Given instruction: Can you convert every line of the items below into a JSON list of strings, one string per line, with blank lines left out?

Coordinate labeling data:
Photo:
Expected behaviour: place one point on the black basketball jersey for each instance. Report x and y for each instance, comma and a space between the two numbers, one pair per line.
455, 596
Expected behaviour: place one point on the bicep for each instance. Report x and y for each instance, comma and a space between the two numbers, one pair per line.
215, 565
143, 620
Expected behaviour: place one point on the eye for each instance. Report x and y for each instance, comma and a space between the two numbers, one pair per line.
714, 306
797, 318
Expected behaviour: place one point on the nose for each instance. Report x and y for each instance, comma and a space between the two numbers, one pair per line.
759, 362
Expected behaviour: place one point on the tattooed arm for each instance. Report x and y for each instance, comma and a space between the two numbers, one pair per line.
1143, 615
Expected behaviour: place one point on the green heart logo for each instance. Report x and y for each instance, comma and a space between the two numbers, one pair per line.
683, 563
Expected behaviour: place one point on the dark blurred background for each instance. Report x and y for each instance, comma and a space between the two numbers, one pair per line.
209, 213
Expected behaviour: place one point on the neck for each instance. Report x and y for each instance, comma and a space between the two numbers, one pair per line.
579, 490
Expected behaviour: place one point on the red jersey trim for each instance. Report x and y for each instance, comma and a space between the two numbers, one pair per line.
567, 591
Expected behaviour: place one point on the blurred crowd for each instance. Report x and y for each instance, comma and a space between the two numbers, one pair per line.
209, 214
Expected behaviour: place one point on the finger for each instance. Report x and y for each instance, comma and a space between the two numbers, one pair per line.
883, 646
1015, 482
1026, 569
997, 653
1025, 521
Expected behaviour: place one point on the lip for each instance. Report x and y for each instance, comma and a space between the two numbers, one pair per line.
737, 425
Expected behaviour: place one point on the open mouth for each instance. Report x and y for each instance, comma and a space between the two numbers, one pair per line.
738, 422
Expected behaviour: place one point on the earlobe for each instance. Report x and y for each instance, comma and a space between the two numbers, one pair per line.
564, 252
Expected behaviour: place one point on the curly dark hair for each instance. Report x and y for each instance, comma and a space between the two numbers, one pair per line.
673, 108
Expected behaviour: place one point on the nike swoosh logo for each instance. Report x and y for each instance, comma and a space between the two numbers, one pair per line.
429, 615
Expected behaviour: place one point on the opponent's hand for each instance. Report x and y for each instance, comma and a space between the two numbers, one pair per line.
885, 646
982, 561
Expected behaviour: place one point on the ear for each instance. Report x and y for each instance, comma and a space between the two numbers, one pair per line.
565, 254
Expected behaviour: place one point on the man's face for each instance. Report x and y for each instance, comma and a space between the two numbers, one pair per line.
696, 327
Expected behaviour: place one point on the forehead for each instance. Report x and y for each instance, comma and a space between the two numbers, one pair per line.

Expected output:
[
  "Photo:",
  "Expected behaviour: place one point on the black basketball jersey for each instance. Report x and y for each instance, comma and a space between the two numbers, one pair per line.",
  "455, 596",
  "Expected behaviour: place one point on the bicep for each instance. Report x and y for each instance, comma and a space between the two numbers, one pair per line.",
  "215, 565",
  "143, 620",
  "Expected behaviour: place one point on the eye for each instance. Report x and y for each instance, comma and a space between the two numbers, one pair per line.",
  "714, 306",
  "797, 318",
  "Expected behaviour: place one point on the nose for each instance. Report x and y for each instance, comma and a space between the two numbers, one pair per line.",
  "759, 362",
  "Expected behaviour: place one point on the tattooed arm for each instance. Report x and y for each instance, comma and a space between the two numbers, one pair per line.",
  "1143, 615",
  "Expected behaviour: place one point on the green heart logo for each instance. Report x and y for each instance, comma and a space between the two numbers, one pair per line.",
  "683, 563",
  "Expected behaviour: place one point on the dark blurred background for each instance. Report x and y for each instance, comma and a space between the two numbers, one pair per line.",
  "209, 213",
  "Expected behaviour: place one point on the neck for each instance. Report x and y for each instance, comma and a space between the two numbers, one pair per line.",
  "579, 490",
  "Expected behaviour: place one point on the red jersey trim for each instance. Report x and y for each instance, comma and a space between the two numbers, one pair per line.",
  "567, 591",
  "Expected behaviour: place one point on the blurred crowd for each instance. Report x and y for each instance, comma and a space between the two numbers, one pair per line.",
  "209, 214",
  "Expected behaviour: place one point on the finger for each instance. Report x and y for each instance, comma and a space between the two numbers, one pair per line.",
  "883, 646",
  "1015, 482",
  "1026, 569",
  "997, 653",
  "1025, 521",
  "Expected behaviour: place one point on the lip for each instance. Report x and y for each instance, comma and a space between the two numbers, one pair per line.",
  "737, 425",
  "Expected behaviour: place one point on the open mouth for each instance. Report x and y for each instance, comma and a space between the two numbers, one pair per line.",
  "738, 422",
  "Expected behaviour: place one point on the earlobe for each instance. Report x and y for each instance, comma and a space between the two numbers, one pair per line.",
  "564, 252",
  "Expected behaviour: place one point on the curly dark hair for each instance. Report x and y for each instance, comma and a space between the two numbers, one pair per line.",
  "673, 108",
  "Expected behaviour: place one point on the nike swoosh logo for each instance. Report x and y for each instance, comma and a space between the two numbers, one pair per line.",
  "429, 615",
  "Expected behaviour: place one point on the opponent's hand for each instance. Report x and y for each instance, comma and a space between the two numbers, one pair per line.",
  "885, 646",
  "982, 561",
  "Expected behaviour: place one point on the ear for each instance. Report x and y for each instance, comma and a space between the two numbers, one pair per line.",
  "565, 254",
  "Expected behaviour: place one point on the man's face for each instance. Report x and y for each instance, comma and a space between the two numbers, one pair per line.",
  "696, 327",
  "Expected behaviour: place one point on the forehead for each instance. Report x and y for each instance, comma and a space between the two numbers, one pair per line."
]